___ Extracted data

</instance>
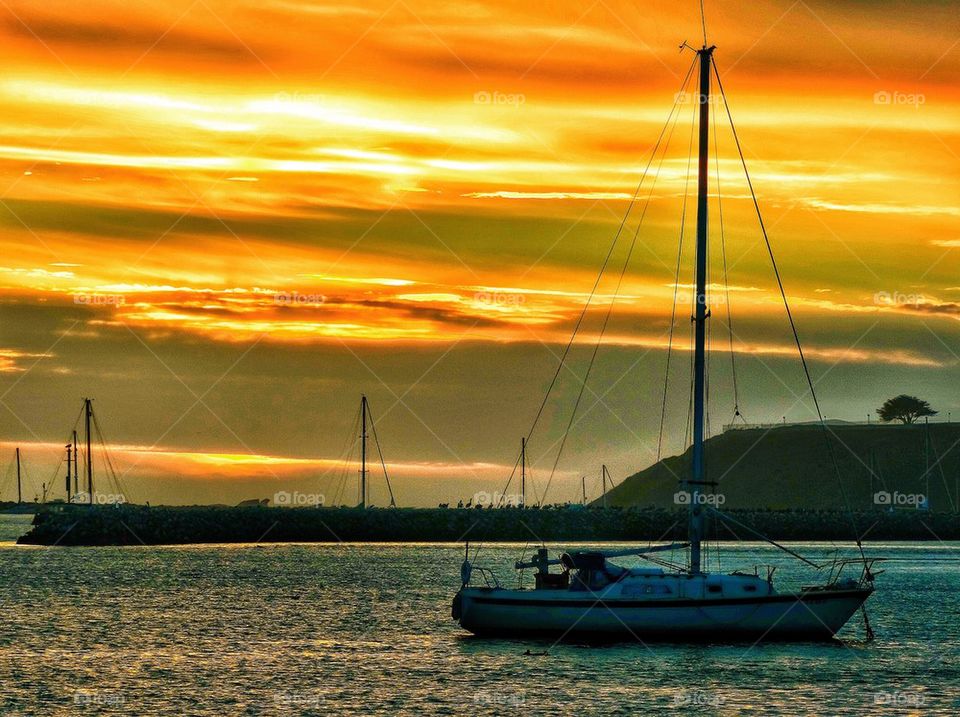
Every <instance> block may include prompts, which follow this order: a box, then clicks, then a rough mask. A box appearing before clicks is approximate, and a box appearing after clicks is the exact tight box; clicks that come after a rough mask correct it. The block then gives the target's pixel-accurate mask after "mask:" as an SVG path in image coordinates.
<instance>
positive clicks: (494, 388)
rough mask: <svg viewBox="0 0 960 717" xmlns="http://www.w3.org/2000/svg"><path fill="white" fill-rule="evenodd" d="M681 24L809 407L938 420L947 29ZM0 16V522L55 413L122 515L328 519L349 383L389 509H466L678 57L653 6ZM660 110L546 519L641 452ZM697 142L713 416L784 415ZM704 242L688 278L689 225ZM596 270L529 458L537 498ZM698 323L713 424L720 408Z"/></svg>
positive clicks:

______

## [Prompt]
Rewrite the listing with every "positive clicks" swapped for "foreground points", keeping everything else the same. Leave the pictures out.

## [Result of this exercise]
</instance>
Every <instance> block may include prompts, which follow this order: a box, then clicks, then a rough mask. A box appearing before clicks is approximate, and a box appearing after clicks is the exact tight box; clicks that come after a rough mask correct it. The block then gives the target's pixel-accurate mask after "mask:" as an SVG path in image coordinates.
<instance>
foreground points: (494, 388)
rough mask: <svg viewBox="0 0 960 717" xmlns="http://www.w3.org/2000/svg"><path fill="white" fill-rule="evenodd" d="M681 24L809 407L938 420L947 29ZM0 16V522L55 413L122 515L328 519L349 383L389 509H466L678 57L653 6ZM660 110L546 519L641 452ZM697 142L713 416L784 415ZM704 242L688 278L689 225ZM596 270L529 458L537 498ZM698 323L713 424L720 408Z"/></svg>
foreground points:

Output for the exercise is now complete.